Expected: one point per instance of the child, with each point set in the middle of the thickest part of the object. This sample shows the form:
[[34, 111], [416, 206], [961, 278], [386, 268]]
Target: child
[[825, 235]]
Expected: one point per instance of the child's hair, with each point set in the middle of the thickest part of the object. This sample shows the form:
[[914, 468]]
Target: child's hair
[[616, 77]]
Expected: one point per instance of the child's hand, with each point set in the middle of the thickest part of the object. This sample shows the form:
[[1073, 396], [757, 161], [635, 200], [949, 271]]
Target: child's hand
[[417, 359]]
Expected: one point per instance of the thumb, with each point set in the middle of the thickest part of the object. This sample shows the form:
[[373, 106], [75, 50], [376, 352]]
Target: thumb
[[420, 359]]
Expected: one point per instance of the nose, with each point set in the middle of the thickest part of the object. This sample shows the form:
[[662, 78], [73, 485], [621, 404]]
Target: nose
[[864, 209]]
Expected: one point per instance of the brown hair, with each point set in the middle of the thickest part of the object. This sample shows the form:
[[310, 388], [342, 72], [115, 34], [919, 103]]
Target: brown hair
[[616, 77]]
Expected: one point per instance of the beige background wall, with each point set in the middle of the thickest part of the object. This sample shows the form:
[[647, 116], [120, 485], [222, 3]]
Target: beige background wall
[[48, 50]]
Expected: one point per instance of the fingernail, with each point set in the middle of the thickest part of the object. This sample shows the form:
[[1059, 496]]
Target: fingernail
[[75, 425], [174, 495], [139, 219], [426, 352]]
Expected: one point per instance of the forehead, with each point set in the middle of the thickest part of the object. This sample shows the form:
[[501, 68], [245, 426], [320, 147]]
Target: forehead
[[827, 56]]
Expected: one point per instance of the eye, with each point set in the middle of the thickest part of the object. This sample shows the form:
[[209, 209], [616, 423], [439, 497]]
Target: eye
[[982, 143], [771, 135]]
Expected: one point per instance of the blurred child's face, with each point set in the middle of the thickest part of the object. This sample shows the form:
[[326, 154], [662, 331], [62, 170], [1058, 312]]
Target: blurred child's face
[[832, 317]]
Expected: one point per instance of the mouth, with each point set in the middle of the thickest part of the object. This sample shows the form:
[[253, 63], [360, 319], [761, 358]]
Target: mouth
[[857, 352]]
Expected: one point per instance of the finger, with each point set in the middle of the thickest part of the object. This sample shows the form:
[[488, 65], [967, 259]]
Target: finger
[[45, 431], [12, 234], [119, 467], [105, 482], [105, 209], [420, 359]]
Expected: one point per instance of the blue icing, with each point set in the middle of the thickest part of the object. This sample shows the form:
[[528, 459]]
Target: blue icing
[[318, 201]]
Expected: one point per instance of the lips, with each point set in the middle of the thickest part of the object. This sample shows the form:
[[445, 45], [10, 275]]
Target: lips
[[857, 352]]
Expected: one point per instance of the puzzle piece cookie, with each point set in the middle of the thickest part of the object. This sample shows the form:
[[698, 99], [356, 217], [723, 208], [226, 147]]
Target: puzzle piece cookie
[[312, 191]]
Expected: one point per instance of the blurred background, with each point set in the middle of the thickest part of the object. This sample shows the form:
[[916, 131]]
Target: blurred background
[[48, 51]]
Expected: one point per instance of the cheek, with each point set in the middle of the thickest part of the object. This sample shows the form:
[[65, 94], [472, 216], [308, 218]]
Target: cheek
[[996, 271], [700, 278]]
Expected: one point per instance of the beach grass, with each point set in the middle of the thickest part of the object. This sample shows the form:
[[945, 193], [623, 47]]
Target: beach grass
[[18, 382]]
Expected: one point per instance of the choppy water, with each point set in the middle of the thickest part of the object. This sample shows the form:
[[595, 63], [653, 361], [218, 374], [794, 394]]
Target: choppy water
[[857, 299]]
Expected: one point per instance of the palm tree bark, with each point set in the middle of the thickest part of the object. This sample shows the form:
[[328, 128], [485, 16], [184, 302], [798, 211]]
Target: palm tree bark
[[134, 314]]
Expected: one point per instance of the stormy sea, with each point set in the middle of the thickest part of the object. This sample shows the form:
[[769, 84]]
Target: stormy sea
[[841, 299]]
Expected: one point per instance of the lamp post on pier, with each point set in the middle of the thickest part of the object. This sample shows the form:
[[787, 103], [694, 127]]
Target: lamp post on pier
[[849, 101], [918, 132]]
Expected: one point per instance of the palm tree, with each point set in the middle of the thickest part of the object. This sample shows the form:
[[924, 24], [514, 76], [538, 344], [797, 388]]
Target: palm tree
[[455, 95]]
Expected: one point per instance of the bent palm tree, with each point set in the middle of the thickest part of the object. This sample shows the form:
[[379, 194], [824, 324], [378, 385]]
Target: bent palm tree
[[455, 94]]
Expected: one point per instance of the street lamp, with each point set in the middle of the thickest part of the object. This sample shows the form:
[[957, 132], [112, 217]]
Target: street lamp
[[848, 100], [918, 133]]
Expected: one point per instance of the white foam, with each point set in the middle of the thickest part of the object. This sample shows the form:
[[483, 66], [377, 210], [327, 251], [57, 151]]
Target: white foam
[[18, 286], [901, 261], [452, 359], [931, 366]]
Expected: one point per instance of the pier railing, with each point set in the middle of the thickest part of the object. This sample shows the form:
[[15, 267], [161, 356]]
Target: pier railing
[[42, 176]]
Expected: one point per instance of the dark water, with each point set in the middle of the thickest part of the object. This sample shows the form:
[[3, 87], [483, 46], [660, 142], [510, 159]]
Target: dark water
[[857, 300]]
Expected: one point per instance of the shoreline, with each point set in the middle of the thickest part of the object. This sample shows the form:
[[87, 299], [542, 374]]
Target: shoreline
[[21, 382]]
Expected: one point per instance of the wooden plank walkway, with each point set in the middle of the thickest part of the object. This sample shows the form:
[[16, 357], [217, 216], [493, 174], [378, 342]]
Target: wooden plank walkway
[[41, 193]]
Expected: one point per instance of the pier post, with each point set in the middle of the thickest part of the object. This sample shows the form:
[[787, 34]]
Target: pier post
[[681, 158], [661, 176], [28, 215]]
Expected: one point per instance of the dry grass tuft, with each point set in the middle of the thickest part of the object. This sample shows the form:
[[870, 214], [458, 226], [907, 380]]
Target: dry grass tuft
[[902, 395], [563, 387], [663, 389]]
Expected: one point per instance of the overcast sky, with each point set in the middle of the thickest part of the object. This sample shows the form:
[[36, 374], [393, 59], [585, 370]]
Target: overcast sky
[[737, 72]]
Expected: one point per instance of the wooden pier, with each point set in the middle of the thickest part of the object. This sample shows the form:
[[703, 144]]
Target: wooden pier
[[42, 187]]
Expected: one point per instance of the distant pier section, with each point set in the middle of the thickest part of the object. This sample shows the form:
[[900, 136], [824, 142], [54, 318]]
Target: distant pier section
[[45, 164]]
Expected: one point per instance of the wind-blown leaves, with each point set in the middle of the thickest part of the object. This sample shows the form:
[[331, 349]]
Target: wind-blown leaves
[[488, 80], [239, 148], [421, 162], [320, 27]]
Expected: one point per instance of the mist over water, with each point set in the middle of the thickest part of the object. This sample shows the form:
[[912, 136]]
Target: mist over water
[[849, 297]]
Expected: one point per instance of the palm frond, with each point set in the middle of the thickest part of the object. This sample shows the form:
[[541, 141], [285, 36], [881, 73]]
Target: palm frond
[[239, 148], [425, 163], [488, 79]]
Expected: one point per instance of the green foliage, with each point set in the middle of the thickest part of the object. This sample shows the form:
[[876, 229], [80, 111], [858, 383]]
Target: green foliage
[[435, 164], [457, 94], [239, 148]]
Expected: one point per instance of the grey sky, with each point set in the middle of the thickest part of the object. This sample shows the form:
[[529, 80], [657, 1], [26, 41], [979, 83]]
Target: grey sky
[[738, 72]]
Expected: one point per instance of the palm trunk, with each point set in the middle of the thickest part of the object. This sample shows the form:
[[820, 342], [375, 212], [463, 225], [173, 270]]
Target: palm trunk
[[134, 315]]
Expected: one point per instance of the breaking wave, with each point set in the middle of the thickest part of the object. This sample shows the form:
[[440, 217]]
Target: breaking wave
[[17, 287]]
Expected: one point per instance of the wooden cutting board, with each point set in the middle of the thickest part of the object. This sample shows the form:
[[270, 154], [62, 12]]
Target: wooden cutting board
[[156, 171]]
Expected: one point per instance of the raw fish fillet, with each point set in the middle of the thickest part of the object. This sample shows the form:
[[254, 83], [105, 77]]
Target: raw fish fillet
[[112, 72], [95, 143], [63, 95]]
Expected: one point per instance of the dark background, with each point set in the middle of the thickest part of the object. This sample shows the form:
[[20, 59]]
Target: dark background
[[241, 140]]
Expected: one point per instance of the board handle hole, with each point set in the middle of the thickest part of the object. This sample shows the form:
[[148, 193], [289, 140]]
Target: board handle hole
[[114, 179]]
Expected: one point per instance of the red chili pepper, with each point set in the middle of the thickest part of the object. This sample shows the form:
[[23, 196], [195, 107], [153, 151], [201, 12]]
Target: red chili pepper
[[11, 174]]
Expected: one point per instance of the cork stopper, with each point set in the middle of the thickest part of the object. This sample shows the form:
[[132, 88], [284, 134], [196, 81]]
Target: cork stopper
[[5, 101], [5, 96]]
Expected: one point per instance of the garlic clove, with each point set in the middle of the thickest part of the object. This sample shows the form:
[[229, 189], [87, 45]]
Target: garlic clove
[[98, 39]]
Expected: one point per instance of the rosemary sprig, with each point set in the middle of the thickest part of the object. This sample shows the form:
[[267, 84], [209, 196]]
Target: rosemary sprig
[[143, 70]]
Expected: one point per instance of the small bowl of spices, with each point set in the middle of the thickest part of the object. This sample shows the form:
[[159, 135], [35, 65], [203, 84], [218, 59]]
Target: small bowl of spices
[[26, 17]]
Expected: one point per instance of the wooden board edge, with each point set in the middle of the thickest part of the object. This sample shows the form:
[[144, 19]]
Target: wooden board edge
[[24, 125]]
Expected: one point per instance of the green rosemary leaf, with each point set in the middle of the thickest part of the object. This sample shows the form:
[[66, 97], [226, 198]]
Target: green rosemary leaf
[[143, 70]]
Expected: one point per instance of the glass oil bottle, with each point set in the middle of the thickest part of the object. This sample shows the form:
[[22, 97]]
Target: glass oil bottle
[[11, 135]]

..........

*REQUIREMENTS*: Reproduce the stretch of records above from the line that contains "Expected: one point per instance of the child's hair, with" through the line that contains "[[417, 359]]", both lines included.

*EXERCISE OUTPUT*:
Expected: one point per instance of the child's hair, with each point set in the middle of the thickest part of the object. This sample shows the form:
[[914, 468]]
Target: child's hair
[[616, 77]]
Expected: one point per instance of the child's hand, with each point set in the middle of the thickest part of the object. This sample shows the form:
[[1073, 396], [757, 161], [635, 200], [949, 271]]
Target: child's hand
[[417, 359]]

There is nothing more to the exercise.